[GIVEN PROBLEM]
Print the lines below word for word, with nothing changed.

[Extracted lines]
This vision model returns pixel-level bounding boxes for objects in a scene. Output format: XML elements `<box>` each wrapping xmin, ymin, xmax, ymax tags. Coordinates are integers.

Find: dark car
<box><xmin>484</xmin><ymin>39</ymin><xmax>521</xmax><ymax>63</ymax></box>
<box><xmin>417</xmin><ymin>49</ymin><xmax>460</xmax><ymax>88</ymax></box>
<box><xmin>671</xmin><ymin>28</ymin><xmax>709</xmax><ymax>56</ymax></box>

[TASK RESPONSE]
This vision model returns pixel-level bounding boxes for objects in a scene. Output format: XML elements `<box>` each wrapping xmin, ymin, xmax, ymax tags. Coordinates are integers.

Find: dark car
<box><xmin>484</xmin><ymin>39</ymin><xmax>521</xmax><ymax>63</ymax></box>
<box><xmin>417</xmin><ymin>49</ymin><xmax>460</xmax><ymax>88</ymax></box>
<box><xmin>671</xmin><ymin>28</ymin><xmax>709</xmax><ymax>56</ymax></box>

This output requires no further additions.